Provided text
=====
This is the mail archive of the
fortran@gcc.gnu.org
mailing list for the GNU Fortran project.
Re: Coarray article for the upcoming GCC Summit.
- From: Bill Long <longb at cray dot com>
- To: Janne Blomqvist <blomqvist dot janne at gmail dot com>
- Cc: MOENE Toon <toon dot moene at cnrm dot meteo dot fr>, fortran at gcc dot gnu dot org, j dot k dot reid at rl dot ac dot uk, dannagle at verizon dot net
- Date: Wed, 23 Apr 2008 15:34:04 -0500
- Subject: Re: Coarray article for the upcoming GCC Summit.
- Organization: Cray Inc.
- References: <4809C31C.9080502@cnrm.meteo.fr> <480CC606.8090603@cray.com> <480F279E.9010908@cnrm.meteo.fr> <480F6834.50605@cray.com> <480F9597.1030302@gmail.com>
- Reply-to: longb at cray dot com
Janne Blomqvist wrote:
Bill Long wrote:
MOENE Toon wrote:
Is there some difficulty with coarrays here that I am overlooking ?
The Rice University group has had two problems in this area, though
neither affect our (Cray's) implementation. As background, our
general implementation of coarrays on our vector systems works like
this: Coarrays are placed in a separate "symmetric" heap that starts
at the same base address on each image and contains only coarrays.
=====
Set of tasks
1) From the coarray mailing-list post, reproduce the passage starting with "- From: Bill" and going on through "Organization: Cray Inc.", swapping "Organization" for "Company".
2) Translate this sentence from the coarray mailing-list post into French: "The Rice University group has had two problems in this area, though neither affect our (Cray's) implementation."

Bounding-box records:
=====
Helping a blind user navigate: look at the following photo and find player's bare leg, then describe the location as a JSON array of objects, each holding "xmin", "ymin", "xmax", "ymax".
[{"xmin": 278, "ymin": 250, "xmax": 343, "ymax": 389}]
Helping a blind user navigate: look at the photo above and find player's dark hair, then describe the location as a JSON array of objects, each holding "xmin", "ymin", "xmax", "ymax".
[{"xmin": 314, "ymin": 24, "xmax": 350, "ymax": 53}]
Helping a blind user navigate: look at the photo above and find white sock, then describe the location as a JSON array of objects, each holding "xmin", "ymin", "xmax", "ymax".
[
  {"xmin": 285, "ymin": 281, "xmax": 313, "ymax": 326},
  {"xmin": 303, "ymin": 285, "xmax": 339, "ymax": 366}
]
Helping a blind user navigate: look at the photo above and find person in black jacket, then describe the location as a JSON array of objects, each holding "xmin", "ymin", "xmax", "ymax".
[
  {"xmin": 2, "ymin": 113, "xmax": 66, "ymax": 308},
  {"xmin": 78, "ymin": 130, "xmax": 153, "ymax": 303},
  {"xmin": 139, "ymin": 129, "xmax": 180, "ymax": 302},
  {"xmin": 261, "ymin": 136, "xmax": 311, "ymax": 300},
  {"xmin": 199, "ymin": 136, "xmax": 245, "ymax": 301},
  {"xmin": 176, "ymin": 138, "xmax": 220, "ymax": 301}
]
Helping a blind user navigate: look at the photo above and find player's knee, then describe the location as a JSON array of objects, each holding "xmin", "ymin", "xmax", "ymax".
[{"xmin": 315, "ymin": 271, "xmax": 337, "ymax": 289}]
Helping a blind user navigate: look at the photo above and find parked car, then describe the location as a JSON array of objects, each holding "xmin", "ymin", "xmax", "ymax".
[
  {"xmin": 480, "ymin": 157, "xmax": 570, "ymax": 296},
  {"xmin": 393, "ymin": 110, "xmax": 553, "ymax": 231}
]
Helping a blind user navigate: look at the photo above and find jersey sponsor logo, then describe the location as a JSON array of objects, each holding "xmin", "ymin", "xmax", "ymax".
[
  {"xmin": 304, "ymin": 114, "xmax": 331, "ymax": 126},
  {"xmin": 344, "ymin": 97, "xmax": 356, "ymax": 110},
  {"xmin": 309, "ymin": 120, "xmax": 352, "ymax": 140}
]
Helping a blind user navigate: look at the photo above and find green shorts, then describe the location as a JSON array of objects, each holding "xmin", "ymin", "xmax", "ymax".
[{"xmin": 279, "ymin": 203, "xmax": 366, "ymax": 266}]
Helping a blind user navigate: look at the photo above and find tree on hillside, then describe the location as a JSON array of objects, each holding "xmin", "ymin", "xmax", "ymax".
=====
Expected results
1)
- From: Bill Long <longb at cray dot com>
- To: Janne Blomqvist <blomqvist dot janne at gmail dot com>
- Cc: MOENE Toon <toon dot moene at cnrm dot meteo dot fr>, fortran at gcc dot gnu dot org, j dot k dot reid at rl dot ac dot uk, dannagle at verizon dot net
- Date: Wed, 23 Apr 2008 15:34:04 -0500
- Subject: Re: Coarray article for the upcoming GCC Summit.
- Company: Cray Inc.

2) Le groupe de l'Université Rice a rencontré deux problèmes dans ce domaine, bien qu'aucun n'affecte notre implémentation (celle de Cray).